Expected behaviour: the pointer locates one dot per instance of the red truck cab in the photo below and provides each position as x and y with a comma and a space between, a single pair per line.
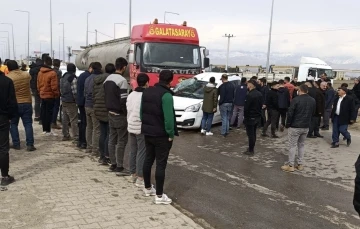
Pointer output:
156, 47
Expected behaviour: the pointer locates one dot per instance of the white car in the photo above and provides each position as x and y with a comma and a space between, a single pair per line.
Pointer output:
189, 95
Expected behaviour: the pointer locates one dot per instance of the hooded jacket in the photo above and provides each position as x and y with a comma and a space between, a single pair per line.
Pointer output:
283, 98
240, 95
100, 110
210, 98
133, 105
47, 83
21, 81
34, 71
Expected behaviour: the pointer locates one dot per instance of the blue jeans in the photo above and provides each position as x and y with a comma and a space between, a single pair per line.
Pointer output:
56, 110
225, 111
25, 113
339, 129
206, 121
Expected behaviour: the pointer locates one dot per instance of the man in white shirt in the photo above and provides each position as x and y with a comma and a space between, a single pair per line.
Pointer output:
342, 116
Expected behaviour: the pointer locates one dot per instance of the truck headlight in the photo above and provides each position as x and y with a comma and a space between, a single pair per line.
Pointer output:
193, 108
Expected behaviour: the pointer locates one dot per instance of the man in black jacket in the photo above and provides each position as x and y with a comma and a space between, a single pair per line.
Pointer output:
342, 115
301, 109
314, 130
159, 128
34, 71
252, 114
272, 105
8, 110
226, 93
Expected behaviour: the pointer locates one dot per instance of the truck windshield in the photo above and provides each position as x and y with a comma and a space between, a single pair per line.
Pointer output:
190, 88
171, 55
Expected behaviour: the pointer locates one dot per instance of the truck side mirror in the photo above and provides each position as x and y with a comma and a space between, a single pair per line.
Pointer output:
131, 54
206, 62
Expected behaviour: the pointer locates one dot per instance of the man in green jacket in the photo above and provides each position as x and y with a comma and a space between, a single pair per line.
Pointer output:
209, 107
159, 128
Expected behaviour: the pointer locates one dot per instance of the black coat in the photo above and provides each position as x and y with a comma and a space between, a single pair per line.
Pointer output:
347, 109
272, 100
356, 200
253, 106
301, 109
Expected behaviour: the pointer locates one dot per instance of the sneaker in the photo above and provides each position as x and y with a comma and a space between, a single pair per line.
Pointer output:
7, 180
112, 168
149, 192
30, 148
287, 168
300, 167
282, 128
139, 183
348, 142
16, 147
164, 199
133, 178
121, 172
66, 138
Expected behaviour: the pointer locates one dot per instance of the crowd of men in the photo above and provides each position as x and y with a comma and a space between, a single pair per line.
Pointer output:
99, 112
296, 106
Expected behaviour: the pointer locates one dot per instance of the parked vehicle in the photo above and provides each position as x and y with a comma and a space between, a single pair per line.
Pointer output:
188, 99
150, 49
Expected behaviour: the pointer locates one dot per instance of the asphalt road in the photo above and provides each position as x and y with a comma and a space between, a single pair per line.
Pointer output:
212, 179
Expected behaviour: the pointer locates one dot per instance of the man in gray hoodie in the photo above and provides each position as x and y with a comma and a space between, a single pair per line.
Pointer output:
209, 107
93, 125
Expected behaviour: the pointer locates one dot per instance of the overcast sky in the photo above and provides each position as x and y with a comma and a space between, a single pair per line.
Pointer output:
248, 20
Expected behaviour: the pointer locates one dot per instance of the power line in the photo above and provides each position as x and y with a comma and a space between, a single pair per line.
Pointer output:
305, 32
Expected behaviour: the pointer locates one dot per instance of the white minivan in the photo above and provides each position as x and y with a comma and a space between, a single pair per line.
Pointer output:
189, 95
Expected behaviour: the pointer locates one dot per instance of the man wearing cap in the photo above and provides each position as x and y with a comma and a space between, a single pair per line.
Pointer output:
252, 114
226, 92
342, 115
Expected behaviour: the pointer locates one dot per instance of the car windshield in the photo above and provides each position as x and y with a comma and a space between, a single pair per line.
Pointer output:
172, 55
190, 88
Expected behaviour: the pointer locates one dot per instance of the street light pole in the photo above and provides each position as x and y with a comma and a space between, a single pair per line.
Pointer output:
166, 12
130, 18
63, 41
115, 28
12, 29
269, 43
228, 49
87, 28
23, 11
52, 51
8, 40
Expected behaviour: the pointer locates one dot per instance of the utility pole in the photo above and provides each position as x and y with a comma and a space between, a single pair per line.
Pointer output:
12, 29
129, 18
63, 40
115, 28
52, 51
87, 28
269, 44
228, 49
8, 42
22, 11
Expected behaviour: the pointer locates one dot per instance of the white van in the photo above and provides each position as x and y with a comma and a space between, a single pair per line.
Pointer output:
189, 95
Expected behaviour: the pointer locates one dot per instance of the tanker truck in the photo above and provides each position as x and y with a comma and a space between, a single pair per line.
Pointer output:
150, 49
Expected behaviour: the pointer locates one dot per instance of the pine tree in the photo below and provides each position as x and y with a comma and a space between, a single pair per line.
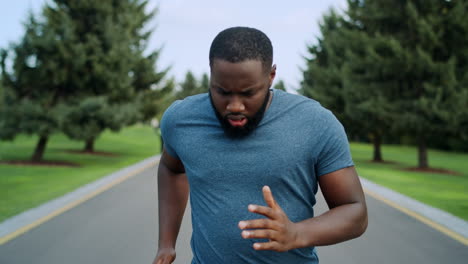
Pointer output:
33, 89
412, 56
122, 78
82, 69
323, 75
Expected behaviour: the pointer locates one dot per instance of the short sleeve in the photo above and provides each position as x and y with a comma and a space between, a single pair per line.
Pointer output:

******

* _EXERCISE GOAL_:
Rewrite the part of the items that opens with the line containing "the car windshield" and closes at the end of the items, changing "a single pair per line" to "one pair per line" and keeping everything else the same. Leave the pictures out of your answer.

* _SOLUTION TO THE PROBLEM_:
Expected behaviour: the pointer locates one dot per instance of the car windshield in the photo above and provides each position as x and y with a comma and a space between, one pair per line.
Pointer output:
172, 55
190, 88
Expected behaviour: the pointer locates one dot per instance of the street light pole in the photo above and provides each position as x and y with a comma and a space between, one pair per line.
Pointer output:
166, 12
130, 18
63, 41
115, 28
12, 29
269, 43
228, 49
87, 28
23, 11
52, 51
8, 40
Expected behaviour: the pointer locates one dot per instance of the utility pole in the photo above and provides each position as x and y with a comma and a space between, one pair per line.
Pointer output:
12, 29
129, 18
63, 40
115, 28
52, 51
87, 28
269, 44
228, 49
8, 42
22, 11
Expected behaviour: the pointer locates one dot per instance of the white van in the photo above and provides each position as x and y with a comma and a space between, one pair per line.
Pointer output:
189, 95
Expected behaviour: the pointer locates one dot per instance of the tanker truck in the photo above and provides each position as x and y with a comma and a space between, one pair per line.
Pointer output:
150, 49
Expected behaviour: the pointer locates one dot per instance of the pine tree in the photo below and provides each position as x and y with a comma and a space between, one pair per line.
Pointer output:
33, 89
412, 56
122, 78
82, 69
323, 75
Expected behaviour: the pointer locates one dot per instance of the short sleeve in the photo above and provides each position as x and y with a comma and a space between, one pair per line.
Pointer output:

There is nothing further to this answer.